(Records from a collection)

────────────────

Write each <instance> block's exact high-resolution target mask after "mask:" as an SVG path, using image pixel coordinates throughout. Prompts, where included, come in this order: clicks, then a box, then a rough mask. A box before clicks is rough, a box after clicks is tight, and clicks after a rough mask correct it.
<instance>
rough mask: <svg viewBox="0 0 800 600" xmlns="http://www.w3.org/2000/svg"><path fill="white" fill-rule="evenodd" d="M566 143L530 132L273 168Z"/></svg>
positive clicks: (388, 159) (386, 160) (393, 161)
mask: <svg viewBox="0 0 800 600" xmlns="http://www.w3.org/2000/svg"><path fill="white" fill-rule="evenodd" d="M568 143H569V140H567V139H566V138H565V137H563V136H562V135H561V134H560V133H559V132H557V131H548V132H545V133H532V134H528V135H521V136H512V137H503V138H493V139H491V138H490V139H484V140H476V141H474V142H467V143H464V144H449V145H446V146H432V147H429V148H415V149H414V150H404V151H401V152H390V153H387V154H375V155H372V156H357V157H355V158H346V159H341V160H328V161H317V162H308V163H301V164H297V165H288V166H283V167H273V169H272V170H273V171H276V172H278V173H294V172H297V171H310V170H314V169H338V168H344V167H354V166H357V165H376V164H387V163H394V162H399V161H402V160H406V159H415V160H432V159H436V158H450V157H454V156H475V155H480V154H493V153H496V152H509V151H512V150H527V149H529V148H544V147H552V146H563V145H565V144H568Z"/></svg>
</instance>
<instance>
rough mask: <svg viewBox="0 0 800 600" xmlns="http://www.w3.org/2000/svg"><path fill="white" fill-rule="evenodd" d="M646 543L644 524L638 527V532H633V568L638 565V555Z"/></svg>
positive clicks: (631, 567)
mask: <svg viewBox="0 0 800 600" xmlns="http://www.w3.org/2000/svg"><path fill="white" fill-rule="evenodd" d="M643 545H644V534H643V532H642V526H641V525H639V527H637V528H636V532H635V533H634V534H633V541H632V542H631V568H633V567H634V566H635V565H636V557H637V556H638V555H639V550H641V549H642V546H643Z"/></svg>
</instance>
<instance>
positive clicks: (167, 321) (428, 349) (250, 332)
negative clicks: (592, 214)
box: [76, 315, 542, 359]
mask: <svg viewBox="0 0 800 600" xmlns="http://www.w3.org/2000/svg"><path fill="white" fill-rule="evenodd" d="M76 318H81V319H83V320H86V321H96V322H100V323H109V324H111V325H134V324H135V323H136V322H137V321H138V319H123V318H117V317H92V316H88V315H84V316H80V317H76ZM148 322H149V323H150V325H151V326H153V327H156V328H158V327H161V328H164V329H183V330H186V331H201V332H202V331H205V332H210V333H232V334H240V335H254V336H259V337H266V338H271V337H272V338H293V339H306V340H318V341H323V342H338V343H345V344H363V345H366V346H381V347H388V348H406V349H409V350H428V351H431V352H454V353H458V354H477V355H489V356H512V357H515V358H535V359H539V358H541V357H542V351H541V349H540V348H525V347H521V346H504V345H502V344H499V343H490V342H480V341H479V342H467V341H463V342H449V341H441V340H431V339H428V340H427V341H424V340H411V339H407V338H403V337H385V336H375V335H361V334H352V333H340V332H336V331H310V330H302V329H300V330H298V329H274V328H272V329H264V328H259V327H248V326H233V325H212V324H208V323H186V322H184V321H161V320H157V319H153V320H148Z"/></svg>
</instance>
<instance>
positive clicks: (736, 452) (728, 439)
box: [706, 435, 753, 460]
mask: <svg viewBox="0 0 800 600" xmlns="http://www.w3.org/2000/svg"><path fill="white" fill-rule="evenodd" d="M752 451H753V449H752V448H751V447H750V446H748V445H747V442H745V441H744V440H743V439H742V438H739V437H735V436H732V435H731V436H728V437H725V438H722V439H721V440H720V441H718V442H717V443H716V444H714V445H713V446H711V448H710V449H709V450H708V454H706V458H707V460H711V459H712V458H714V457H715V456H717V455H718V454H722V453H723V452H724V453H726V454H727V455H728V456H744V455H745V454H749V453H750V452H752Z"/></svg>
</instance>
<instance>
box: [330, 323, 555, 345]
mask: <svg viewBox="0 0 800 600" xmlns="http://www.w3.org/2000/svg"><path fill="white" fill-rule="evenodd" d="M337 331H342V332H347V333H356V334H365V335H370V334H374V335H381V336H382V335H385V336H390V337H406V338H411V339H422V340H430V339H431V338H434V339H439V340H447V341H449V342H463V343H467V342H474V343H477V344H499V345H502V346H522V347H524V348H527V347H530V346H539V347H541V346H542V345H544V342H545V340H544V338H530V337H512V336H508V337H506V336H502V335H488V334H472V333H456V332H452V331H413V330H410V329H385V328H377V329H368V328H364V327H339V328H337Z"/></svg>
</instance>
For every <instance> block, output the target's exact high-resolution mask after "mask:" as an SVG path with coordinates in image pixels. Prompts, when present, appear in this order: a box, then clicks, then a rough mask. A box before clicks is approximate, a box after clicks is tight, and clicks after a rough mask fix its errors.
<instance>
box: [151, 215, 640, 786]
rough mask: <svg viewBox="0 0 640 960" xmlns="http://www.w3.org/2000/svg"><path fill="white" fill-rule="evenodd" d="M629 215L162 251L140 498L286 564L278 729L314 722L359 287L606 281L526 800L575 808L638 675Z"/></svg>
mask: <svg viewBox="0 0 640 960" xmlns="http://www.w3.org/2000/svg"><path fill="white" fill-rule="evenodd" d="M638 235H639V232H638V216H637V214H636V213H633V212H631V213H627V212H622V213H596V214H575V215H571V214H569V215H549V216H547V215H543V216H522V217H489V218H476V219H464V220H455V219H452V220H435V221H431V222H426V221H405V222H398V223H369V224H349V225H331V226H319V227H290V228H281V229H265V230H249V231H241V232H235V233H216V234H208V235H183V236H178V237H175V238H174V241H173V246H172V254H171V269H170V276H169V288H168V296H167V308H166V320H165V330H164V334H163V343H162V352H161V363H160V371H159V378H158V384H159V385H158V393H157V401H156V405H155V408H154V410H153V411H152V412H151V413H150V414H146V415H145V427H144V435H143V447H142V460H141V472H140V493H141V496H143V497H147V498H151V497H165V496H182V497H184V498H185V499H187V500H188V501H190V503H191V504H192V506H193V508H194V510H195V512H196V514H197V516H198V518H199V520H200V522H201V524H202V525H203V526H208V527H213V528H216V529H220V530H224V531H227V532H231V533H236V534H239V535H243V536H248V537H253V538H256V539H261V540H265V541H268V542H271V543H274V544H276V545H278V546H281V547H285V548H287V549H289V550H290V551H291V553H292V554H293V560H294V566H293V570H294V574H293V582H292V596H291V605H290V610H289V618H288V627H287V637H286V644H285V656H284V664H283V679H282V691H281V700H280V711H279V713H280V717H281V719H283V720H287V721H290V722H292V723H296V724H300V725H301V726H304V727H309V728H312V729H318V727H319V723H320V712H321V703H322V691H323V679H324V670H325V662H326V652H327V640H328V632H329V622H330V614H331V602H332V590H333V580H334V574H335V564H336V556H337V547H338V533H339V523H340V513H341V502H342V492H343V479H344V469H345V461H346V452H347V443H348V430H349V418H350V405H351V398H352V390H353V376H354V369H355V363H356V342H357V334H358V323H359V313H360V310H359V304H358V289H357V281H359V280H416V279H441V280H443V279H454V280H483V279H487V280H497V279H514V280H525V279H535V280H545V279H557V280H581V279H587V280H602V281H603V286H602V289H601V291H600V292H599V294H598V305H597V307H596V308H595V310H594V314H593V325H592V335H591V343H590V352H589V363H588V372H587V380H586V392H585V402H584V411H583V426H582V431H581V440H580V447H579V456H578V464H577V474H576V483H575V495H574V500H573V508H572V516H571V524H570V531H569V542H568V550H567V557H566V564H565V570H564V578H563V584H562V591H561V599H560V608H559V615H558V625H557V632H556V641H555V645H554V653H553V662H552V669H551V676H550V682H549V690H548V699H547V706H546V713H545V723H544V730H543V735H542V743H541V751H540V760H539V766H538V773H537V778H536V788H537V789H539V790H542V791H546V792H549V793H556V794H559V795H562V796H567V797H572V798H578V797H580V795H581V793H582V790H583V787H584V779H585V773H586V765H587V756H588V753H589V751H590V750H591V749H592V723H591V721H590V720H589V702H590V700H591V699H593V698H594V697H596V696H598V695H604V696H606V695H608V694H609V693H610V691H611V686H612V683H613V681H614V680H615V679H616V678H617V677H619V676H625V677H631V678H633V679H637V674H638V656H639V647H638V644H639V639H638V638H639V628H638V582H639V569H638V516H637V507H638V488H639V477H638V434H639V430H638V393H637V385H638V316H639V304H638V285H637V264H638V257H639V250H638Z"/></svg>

────────────────

» **EXERCISE**: Filter the records above down to the lines containing "resolution".

» **RESPONSE TO THIS TASK**:
Write each <instance> block's exact high-resolution target mask after "mask:" as an SVG path, using image pixel coordinates throughout. Prompts, where included, come in this order: clicks, then a box, then a rough mask. A box before clicks is rough, a box after clicks is tight, and clicks after a rough mask correct it.
For every <instance> block, output the target's exact high-resolution mask after "mask:" as an SVG path with coordinates in image pixels. Prompts, when present, appear in this order: a box, then clicks, then a rough mask. A box before clicks is approximate, a box after clicks is tight, and clicks after a rough mask fix its errors.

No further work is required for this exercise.